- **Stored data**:

□ □ □ □ □ □ □

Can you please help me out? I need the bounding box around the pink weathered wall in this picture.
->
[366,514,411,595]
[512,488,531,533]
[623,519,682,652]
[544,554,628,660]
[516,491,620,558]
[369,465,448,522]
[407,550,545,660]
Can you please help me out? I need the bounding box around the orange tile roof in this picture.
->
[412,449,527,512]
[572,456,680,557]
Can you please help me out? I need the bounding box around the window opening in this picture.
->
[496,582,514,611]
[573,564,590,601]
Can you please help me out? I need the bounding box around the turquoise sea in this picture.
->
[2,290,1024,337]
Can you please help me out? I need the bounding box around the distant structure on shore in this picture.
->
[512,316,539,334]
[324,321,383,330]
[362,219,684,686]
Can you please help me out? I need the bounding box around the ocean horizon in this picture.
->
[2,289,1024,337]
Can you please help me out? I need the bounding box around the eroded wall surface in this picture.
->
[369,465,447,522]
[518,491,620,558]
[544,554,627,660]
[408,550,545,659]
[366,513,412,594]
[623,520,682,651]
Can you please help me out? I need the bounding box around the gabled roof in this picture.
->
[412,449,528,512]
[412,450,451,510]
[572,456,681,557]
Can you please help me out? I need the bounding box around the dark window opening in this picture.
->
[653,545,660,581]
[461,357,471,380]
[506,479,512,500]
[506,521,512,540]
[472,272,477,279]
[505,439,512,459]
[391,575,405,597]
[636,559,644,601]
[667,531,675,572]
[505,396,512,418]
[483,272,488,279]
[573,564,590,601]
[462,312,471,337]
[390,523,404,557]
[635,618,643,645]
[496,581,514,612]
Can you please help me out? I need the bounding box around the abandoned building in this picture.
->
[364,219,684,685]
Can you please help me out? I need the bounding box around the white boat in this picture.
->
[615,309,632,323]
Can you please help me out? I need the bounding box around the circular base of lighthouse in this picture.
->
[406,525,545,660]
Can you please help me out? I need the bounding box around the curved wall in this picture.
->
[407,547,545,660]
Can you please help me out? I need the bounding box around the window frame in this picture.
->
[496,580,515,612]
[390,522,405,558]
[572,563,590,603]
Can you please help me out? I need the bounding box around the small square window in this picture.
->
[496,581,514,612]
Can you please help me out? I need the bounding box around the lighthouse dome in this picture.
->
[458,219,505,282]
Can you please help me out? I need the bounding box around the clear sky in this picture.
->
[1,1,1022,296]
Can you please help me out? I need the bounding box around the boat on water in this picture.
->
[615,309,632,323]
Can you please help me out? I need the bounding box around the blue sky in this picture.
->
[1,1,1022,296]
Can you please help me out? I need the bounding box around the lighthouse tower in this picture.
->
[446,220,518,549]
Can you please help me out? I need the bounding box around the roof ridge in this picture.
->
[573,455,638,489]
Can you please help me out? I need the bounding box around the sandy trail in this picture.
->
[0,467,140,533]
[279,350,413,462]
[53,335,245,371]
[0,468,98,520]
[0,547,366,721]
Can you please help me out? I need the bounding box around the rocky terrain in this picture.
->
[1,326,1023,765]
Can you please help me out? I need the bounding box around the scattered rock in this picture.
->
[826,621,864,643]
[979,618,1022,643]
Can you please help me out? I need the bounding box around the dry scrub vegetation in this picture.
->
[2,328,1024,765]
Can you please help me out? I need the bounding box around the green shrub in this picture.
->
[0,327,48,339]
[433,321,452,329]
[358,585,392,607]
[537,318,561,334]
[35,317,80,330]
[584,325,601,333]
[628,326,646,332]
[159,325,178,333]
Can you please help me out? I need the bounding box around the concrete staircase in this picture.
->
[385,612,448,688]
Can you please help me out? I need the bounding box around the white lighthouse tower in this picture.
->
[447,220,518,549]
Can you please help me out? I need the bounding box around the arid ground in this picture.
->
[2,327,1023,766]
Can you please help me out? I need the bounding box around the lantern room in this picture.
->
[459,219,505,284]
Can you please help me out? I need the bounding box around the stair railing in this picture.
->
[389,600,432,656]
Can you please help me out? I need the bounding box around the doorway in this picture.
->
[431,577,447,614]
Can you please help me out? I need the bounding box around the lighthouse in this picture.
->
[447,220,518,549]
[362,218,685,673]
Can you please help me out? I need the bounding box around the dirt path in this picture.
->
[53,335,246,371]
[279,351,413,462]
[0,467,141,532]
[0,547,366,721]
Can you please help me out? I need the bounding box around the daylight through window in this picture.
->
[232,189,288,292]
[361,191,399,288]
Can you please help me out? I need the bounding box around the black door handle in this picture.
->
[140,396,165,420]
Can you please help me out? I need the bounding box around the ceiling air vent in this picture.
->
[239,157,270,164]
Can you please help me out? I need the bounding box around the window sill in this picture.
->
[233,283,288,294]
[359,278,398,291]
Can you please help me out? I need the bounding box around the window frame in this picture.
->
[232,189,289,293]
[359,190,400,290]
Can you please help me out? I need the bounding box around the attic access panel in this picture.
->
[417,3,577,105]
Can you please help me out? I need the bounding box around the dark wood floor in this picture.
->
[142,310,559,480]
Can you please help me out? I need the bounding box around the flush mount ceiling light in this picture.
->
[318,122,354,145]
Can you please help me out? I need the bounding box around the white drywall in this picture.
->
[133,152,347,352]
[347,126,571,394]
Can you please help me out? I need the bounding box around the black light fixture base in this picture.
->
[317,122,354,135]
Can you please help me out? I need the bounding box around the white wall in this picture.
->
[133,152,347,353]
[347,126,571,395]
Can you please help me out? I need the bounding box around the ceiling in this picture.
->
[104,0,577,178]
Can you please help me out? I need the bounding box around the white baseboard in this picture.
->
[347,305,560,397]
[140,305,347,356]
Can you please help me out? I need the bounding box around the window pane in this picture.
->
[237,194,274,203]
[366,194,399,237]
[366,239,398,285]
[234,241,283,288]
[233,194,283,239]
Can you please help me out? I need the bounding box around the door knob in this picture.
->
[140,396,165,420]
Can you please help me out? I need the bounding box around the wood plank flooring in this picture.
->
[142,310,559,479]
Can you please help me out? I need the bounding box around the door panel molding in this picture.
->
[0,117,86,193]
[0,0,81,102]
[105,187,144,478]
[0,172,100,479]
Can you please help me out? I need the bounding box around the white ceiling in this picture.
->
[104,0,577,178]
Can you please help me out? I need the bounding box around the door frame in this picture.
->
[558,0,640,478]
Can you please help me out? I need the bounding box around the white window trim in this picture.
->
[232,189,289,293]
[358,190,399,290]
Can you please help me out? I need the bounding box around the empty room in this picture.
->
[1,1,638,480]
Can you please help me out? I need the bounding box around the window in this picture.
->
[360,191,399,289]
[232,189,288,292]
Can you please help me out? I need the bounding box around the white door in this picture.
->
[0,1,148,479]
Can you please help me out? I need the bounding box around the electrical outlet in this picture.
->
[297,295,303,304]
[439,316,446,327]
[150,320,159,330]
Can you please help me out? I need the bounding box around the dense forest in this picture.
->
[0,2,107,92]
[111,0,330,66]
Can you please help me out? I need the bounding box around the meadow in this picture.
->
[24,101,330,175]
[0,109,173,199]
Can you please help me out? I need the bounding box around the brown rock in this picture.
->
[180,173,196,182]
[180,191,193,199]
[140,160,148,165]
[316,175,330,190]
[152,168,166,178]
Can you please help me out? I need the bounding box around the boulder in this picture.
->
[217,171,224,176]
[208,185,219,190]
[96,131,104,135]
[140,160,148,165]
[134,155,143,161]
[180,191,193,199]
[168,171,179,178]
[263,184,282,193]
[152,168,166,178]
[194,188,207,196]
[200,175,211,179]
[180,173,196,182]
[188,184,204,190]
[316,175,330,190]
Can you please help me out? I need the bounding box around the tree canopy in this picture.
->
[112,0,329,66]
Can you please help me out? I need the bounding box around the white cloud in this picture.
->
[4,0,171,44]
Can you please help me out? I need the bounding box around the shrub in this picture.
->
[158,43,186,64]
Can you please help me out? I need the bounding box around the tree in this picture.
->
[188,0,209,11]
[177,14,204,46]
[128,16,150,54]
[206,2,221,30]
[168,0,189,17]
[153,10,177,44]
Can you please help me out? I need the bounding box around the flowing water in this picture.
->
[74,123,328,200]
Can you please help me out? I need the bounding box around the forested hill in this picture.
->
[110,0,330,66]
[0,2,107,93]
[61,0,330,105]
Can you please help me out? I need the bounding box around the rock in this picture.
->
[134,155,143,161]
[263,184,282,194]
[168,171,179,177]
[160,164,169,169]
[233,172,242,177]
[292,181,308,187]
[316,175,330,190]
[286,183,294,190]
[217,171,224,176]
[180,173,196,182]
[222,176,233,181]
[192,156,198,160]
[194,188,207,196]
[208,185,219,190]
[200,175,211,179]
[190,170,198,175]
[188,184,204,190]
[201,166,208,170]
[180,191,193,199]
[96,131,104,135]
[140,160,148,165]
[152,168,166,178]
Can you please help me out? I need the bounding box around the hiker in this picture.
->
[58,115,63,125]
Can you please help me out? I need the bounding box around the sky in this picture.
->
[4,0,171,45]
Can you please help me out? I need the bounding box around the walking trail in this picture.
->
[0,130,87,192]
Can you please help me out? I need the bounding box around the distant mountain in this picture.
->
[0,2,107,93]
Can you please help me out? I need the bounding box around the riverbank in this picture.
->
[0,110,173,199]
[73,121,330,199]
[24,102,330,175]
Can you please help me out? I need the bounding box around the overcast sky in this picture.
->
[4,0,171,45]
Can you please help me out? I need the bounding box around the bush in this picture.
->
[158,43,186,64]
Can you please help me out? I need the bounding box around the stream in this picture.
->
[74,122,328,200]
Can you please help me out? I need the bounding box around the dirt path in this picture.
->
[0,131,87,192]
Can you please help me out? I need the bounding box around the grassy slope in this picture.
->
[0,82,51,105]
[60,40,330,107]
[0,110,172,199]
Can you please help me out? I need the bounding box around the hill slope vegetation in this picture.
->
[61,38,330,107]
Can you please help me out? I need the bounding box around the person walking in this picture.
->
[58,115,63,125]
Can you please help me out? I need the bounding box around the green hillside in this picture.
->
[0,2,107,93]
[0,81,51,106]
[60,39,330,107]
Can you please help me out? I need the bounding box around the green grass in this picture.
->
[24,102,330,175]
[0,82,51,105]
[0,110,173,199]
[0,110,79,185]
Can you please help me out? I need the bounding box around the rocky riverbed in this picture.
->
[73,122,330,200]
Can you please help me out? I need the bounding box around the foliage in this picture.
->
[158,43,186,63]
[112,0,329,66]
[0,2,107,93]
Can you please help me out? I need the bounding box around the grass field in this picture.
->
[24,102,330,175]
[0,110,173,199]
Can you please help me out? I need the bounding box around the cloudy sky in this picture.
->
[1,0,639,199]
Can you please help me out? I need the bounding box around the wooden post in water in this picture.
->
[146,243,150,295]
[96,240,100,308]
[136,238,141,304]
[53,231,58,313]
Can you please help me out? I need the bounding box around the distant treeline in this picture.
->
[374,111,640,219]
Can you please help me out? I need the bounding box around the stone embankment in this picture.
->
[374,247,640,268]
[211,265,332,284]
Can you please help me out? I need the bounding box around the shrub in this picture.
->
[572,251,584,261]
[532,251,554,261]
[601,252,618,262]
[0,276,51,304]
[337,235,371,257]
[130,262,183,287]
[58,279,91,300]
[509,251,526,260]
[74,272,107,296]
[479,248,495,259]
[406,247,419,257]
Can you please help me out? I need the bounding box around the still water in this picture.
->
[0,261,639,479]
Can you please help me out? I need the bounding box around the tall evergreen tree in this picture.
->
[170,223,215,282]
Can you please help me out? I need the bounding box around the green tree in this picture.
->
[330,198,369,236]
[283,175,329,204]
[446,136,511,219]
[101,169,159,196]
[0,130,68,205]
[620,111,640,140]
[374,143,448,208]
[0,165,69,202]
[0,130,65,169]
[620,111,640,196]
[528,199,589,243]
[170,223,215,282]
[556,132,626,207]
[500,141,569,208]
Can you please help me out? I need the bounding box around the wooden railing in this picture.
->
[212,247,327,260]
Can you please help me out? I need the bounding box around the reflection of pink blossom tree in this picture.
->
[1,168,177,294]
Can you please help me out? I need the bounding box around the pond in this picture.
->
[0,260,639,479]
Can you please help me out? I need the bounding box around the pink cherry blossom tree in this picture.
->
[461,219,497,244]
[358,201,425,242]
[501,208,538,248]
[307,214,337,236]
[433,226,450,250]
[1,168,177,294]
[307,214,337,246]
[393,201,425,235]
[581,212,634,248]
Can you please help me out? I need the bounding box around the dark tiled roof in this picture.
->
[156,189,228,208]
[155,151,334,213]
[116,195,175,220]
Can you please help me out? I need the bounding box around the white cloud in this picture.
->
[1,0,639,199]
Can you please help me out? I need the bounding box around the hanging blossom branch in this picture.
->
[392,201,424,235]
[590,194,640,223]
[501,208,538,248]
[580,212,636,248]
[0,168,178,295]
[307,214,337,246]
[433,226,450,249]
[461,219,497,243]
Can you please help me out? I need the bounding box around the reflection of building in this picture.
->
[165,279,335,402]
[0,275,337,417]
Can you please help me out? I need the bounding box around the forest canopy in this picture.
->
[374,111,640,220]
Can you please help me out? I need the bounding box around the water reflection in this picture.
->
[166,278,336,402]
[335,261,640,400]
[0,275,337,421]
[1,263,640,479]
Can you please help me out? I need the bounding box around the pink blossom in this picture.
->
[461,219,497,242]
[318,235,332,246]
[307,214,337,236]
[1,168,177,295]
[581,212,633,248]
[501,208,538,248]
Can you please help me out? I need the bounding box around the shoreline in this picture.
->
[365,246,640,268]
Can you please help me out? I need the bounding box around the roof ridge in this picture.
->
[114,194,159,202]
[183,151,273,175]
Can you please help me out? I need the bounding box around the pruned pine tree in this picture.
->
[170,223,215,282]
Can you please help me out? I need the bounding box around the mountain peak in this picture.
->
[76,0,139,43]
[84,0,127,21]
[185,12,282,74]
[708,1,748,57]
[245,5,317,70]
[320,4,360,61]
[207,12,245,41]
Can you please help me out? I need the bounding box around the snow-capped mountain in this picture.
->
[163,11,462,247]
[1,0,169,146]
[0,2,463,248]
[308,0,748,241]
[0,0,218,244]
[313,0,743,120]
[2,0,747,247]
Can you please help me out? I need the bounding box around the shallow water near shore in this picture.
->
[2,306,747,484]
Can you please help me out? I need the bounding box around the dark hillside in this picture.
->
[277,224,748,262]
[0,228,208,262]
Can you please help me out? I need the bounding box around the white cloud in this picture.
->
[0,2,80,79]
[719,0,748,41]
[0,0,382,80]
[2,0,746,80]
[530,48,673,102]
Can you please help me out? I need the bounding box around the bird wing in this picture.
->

□ □ □ □ □ □ □

- **PROBLEM DESCRIPTION**:
Look over the records above and copy each line that includes the string "window".

- **SOLVED PROBLEM**:
Can you please help me out? I need the bounding box around the window opening in this picture.
Can you please help me out? I need the bounding box around the dark window opening in this picture.
Can you please help me out? I need the bounding box around the window frame in this picture.
Can you please help me out? I need the bounding box around the small square window in this picture.
Can you please help me out? I need the bounding box around the daylight through window in this picture.
Can you please help me out? I need the bounding box around the window sill in this picture.
Can you please help me out? I need the bounding box around the window frame in this picture.
Can you please help me out? I need the bounding box around the window pane in this picture.
Can you please help me out? I need the bounding box around the white window trim in this picture.
Can you please help me out? I need the bounding box around the window in this picture.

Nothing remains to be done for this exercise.